-- PASSAGE PROVIDED follows --
Women’s health has seen a shift away from strictly clinical language as well as a rise in “femtech” brands which aim to demedicalize health and wellness technology in order to improve women’s use of it. These trends are becoming relevant to supplement marketing, where brands are starting to shift away from describing women’s health issues as medical problems in need of solutions, and instead discuss them openly as natural occurrences that supplements can support the body in coping with.

Demedicalization of Women’s Health

In recent years, women’s health and wellness topics have seen a shift away from treating natural processes such as menstruation and menopause as clinical issues that need to be fixed. This is a rejection of the medicalization of women’s health, which can otherwise be stigmatizing and further the barriers to women’s health and wellness.

This shift has also involved moving more medications over the counter and reducing the number of doctor’s visits women face in order to access certain health and wellness products. This has been in an attempt to increase the accessibility of products such as certain contraceptives, pelvic floor training devices, and of course supplement blends designed to address women’s health concerns such as menopause and PMS.

The demedicalization of women’s health is particularly evident in supplement marketing, where advertising language is shifting toward emphasizing the benefits of the product for “lifestyle and well-being” rather than strictly as a clinical solution to health concerns.

What is “Femtech”?
-- PASSAGE PROVIDED concluded --
-- DATA UNDER STUDY follows --
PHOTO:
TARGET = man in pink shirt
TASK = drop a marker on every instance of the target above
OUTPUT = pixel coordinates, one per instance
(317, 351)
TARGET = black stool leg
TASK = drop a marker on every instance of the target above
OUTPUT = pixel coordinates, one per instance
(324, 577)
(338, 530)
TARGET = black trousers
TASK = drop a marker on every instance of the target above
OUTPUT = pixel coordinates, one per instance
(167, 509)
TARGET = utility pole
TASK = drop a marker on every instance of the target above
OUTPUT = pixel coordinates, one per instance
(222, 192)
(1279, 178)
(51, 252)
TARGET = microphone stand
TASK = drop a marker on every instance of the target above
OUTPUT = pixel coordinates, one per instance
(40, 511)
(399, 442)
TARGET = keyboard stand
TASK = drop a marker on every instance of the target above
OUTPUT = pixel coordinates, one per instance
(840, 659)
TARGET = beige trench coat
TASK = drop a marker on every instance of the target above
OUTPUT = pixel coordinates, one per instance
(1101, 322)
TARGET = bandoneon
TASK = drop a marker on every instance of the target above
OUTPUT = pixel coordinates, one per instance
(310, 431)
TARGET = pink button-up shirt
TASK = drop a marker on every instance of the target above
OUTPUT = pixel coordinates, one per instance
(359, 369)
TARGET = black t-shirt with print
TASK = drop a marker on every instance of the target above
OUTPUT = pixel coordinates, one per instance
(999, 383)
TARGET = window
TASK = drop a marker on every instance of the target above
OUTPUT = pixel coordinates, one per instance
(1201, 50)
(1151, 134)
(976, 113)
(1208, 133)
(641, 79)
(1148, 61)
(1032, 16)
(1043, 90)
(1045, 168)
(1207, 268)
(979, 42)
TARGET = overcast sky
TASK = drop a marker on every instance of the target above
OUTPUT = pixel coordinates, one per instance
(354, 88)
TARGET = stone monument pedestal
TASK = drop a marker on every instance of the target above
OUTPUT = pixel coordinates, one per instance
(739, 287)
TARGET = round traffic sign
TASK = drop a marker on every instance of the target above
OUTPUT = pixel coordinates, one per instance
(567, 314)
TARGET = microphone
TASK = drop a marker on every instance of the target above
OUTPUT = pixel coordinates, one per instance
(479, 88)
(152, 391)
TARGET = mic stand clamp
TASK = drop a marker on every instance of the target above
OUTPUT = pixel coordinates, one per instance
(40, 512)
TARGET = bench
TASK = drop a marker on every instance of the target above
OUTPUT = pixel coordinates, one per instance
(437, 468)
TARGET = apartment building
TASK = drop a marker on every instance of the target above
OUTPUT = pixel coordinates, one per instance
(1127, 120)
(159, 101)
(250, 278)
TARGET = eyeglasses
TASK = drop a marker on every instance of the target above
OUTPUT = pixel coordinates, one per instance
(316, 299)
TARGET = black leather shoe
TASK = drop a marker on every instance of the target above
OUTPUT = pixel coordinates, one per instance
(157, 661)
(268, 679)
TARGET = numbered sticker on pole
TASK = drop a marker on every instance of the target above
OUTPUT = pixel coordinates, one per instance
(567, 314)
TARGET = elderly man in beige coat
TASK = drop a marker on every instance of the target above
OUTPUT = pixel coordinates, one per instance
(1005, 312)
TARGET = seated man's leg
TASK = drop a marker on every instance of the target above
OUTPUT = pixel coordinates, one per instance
-- DATA UNDER STUDY concluded --
• PROBLEMS AND TASKS
A) Rewrite the passage on women's health, starting with "In recent years, women’s" and going on through "menopause and PMS.", with "menstruation" replaced by "pregnancy".
B) How would the passage on the demedicalization of women's health go on from its last line? Write the next part.
The data is separate from the passage on women's health.

• WRITTEN ANSWERS
A)
In recent years, women’s health and wellness topics have seen a shift away from treating natural processes such as pregnancy and menopause as clinical issues that need to be fixed. This is a rejection of the medicalization of women’s health, which can otherwise be stigmatizing and further the barriers to women’s health and wellness.

This shift has also involved moving more medications over the counter and reducing the number of doctor’s visits women face in order to access certain health and wellness products. This has been in an attempt to increase the accessibility of products such as certain contraceptives, pelvic floor training devices, and of course supplement blends designed to address women’s health concerns such as menopause and PMS.

B)
The move away from medicalization in women’s health has come alongside the rise of “Femtech,” a genre of health technology aimed at women. The Femtech movement is exemplified in brands such as Elvie, which released a pelvic floor training device promoted as a luxury tech device rather than as a medical implement. The device is promoted with gamification instructions, in order to encourage women to use the device as part of their daily routine.

Femtech is one example of how women’s health is being made more approachable, and how the natural changes in women’s bodies over time are being treated differently by health and lifestyle brands. Supplement brands have taken on a similar approach to Femtech brands, and are increasingly trying to make the sometimes difficult-to-discuss topics in women’s health more approachable.

How Can Brands Incorporate the New Health Trends?

Health and wellness brands that market toward women can be mindful of the demedicalization model by working to use naturalistic, encouraging language in marketing their products. For example, a supplement brand aimed at improving PMS may benefit from creating content that acknowledges how common these symptoms are. Marketing that does not treat them as a medical problem to be fixed will be more effective in making the products more accessible and appealing to women.